> BRIEF: Please output the material from its first line up to and including the line containing "[(406, 65), (176, 93)]" as a JSON list of strings, one string per line, with blank lines left out.

> MATERIALS PROVIDED:

╔══

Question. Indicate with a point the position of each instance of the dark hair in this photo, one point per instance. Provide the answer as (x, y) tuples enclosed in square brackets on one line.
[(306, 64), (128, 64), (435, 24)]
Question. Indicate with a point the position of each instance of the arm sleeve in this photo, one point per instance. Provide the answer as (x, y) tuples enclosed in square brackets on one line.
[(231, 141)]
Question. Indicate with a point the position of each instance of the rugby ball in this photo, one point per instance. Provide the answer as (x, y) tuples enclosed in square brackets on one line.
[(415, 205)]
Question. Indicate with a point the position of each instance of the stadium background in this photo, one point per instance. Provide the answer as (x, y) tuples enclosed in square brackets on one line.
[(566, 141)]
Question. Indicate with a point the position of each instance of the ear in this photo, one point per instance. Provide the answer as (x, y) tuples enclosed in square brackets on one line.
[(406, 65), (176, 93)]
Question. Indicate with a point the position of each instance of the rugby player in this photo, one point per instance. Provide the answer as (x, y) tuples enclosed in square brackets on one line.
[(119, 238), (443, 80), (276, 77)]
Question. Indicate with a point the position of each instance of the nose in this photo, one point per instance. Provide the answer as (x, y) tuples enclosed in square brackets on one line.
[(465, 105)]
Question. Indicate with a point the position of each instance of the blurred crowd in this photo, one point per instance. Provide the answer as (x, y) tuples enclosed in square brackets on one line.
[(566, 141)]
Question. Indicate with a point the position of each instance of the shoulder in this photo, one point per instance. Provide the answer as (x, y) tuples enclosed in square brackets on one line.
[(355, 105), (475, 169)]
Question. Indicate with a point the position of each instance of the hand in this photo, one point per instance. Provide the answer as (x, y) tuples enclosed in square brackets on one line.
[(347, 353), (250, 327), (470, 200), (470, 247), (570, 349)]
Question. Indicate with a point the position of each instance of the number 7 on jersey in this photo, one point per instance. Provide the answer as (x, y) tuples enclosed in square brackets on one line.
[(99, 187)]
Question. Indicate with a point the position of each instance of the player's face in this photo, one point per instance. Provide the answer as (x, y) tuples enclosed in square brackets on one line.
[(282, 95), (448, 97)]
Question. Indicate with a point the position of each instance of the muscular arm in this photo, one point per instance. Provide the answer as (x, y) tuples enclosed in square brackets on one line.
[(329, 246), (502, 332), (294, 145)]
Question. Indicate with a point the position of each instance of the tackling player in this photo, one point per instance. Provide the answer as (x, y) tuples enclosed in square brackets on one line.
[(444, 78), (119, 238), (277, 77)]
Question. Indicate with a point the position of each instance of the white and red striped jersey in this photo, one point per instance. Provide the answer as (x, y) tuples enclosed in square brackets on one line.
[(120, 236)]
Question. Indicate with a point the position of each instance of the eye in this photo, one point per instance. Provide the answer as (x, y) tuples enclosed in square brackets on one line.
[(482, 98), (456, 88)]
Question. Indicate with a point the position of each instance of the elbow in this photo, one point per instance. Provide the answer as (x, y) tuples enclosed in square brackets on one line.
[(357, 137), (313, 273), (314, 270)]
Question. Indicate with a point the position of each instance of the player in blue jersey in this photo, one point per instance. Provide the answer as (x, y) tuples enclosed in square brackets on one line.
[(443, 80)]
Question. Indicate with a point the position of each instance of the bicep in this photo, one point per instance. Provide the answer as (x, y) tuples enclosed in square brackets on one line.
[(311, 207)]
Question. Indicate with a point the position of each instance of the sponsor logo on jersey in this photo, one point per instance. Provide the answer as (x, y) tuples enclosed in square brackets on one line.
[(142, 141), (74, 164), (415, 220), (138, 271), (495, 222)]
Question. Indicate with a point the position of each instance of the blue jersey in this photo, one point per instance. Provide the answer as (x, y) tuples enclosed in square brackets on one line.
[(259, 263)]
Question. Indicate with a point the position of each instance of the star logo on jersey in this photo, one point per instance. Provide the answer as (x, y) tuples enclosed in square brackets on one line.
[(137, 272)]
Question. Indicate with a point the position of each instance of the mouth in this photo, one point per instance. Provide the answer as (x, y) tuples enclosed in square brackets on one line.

╚══

> COMPLETED TASK:
[
  "Question. Indicate with a point the position of each instance of the dark hair in this photo, one point per instance. Provide the answer as (x, y) tuples enclosed in square brackets on one line.",
  "[(306, 64), (128, 64), (435, 24)]",
  "Question. Indicate with a point the position of each instance of the arm sleeve in this photo, one point per instance. Provide the answer as (x, y) tuples enclosed in square brackets on one line.",
  "[(231, 141)]",
  "Question. Indicate with a point the position of each instance of the rugby ball in this photo, one point per instance. Provide the answer as (x, y) tuples enclosed in square brackets on one line.",
  "[(415, 205)]",
  "Question. Indicate with a point the position of each instance of the stadium background in this photo, one point per instance. Provide the answer as (x, y) tuples enclosed in square brackets on one line.",
  "[(566, 141)]",
  "Question. Indicate with a point the position of each instance of the ear in this photo, one point per instance. Provide the answer as (x, y) tuples enclosed in square brackets on one line.",
  "[(406, 65), (176, 93)]"
]